··· DATASET EXTRACT

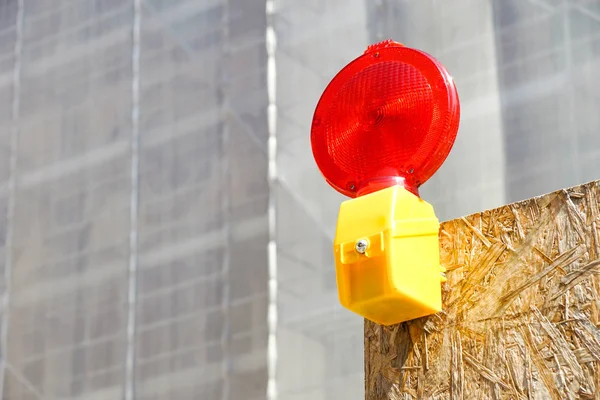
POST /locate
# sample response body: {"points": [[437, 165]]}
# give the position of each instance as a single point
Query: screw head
{"points": [[361, 246]]}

······

▶ [EXERCISE BRIEF] Give the records a second time exactly, keeping the images out.

▶ [RESPONSE]
POST /locate
# sample response body: {"points": [[437, 165]]}
# give the position of each instance as a single point
Query: screw head
{"points": [[361, 246]]}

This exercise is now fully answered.